### [Provided passage]
▼
Della Mae formed as a joke, a lark, a fun way for a bunch of friends to make music together.
After a few gigs, though, National Fiddle Champion and founder Kimber Ludiker and her bandmates realized they had tapped into a musical wellspring. That’s when they became Della Mae, named after lyrics to an Osborne Brothers song, and got serious about their sound. Little did they know how seriously the world would take them.
“I think more than anything I am really proud of the band, how far we have come in such a short time,” says Ludiker of the Boston-born, Nashville-based quartet. “When we started, we were thinking we were a bluegrass band. But now when we’re writing, we’re putting everyone’s influences into the music. We have done so much traveling and experienced so much that most people don’t get to experience in their lifetimes we’ve become a true family.”
That’s not hyperbole. In the last few years, Della Mae has traveled to 18 countries on four continents as part of the American Music Abroad program created by the U.S. Department of State—a collaborative community outreach that put the members at music workshops and performances at schools, orphanages and other gathering places for women and children.
“Every city has us do one show and in each show a local band collaborates with us,” she says. “It’s all about sharing our lives and their lives.”
Although Della Mae sounds as if they have played together forever, the group just formed in 2009 as Big Spike Hammer (from the same Osborne Brothers song). The members dressed in power suits and told everyone they played the completely self-defined “Mangrass.”
Staying together and morphing into Della Mae was perhaps the best way for the young musicians to realize their individual artistry. In many ways their reward is their recently released self-titled third album, which Ludiker calls its most collaborative work.
▲
### [Stated task A]
Collect every line of the listing below that contains the string "trousers", and copy each one unchanged.

### [Data lines]
▼
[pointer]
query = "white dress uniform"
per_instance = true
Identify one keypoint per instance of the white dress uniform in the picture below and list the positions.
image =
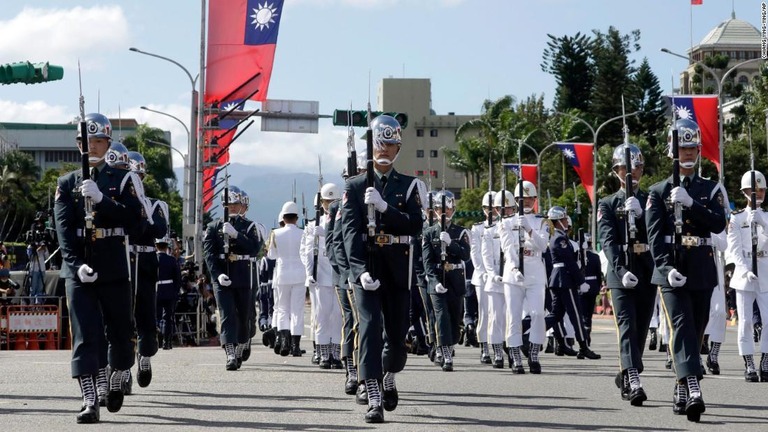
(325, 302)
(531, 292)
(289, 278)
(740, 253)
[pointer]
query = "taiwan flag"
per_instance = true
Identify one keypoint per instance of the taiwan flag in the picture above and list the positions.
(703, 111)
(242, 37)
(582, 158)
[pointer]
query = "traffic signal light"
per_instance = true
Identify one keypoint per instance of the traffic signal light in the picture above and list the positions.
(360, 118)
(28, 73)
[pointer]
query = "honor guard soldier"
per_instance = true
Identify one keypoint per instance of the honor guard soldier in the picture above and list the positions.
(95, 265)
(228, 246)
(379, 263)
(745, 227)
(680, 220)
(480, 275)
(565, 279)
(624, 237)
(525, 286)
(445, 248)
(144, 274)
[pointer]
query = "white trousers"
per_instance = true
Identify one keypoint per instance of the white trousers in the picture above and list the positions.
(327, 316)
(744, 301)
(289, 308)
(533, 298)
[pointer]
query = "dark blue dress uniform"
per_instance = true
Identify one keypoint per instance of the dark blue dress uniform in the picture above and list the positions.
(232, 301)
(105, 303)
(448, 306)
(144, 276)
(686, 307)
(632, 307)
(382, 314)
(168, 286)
▲
▼
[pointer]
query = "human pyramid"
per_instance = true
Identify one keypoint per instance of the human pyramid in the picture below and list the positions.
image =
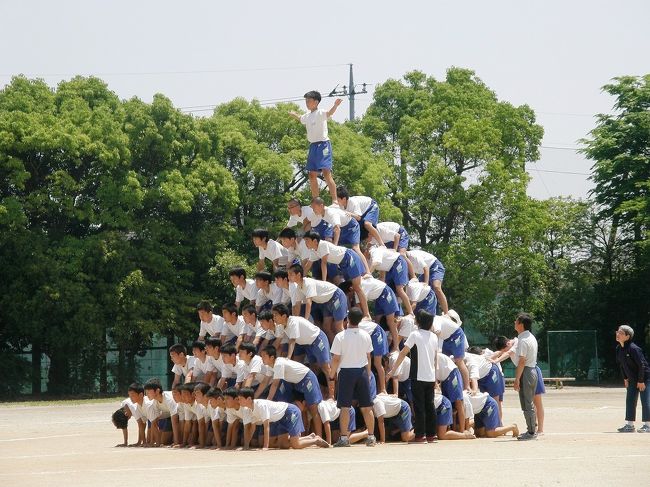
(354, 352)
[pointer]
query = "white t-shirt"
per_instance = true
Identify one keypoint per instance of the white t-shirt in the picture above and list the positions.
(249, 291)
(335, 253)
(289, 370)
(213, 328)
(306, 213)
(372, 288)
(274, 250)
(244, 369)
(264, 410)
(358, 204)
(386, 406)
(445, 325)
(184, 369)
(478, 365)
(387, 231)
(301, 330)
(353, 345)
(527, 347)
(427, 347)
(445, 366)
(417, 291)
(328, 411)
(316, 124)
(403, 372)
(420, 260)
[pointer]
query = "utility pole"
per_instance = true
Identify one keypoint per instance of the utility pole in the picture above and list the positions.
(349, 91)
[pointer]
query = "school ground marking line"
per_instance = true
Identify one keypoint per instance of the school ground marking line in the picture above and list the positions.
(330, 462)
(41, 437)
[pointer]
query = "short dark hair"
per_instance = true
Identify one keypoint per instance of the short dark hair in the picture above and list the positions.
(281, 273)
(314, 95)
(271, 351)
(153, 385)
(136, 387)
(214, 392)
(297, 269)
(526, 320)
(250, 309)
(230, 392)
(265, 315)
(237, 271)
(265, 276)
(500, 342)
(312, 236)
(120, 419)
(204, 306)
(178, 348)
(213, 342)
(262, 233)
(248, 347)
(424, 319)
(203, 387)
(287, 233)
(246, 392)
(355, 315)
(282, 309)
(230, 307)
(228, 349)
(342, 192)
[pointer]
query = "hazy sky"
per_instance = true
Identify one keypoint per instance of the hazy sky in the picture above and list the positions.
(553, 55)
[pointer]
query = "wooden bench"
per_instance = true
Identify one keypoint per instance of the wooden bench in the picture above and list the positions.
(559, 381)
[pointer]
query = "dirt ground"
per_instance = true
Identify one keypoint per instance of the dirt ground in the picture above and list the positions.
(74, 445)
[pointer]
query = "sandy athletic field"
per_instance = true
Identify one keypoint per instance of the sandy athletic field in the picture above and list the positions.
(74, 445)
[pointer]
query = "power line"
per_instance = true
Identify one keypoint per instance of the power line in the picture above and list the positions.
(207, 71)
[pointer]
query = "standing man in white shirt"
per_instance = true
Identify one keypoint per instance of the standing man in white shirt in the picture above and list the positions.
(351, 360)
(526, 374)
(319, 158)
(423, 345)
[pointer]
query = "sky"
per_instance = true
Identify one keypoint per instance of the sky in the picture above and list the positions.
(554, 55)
▲
▼
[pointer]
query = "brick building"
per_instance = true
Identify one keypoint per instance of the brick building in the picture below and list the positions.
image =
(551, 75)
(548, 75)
▲
### [Stated task B]
Reproduce the entire Della Mae passage above word for word.

### [Task response A]
query = "white trousers"
Identify one keypoint per instance of the white trousers in the picture above and list the positions.

### [Task response B]
Della Mae formed as a joke, a lark, a fun way for a bunch of friends to make music together.
After a few gigs, though, National Fiddle Champion and founder Kimber Ludiker and her bandmates realized they had tapped into a musical wellspring. That’s when they became Della Mae, named after lyrics to an Osborne Brothers song, and got serious about their sound. Little did they know how seriously the world would take them.
“I think more than anything I am really proud of the band, how far we have come in such a short time,” says Ludiker of the Boston-born, Nashville-based quartet. “When we started, we were thinking we were a bluegrass band. But now when we’re writing, we’re putting everyone’s influences into the music. We have done so much traveling and experienced so much that most people don’t get to experience in their lifetimes we’ve become a true family.”
That’s not hyperbole. In the last few years, Della Mae has traveled to 18 countries on four continents as part of the American Music Abroad program created by the U.S. Department of State—a collaborative community outreach that put the members at music workshops and performances at schools, orphanages and other gathering places for women and children.
“Every city has us do one show and in each show a local band collaborates with us,” she says. “It’s all about sharing our lives and their lives.”
Although Della Mae sounds as if they have played together forever, the group just formed in 2009 as Big Spike Hammer (from the same Osborne Brothers song). The members dressed in power suits and told everyone they played the completely self-defined “Mangrass.”
Staying together and morphing into Della Mae was perhaps the best way for the young musicians to realize their individual artistry. In many ways their reward is their recently released self-titled third album, which Ludiker calls its most collaborative work.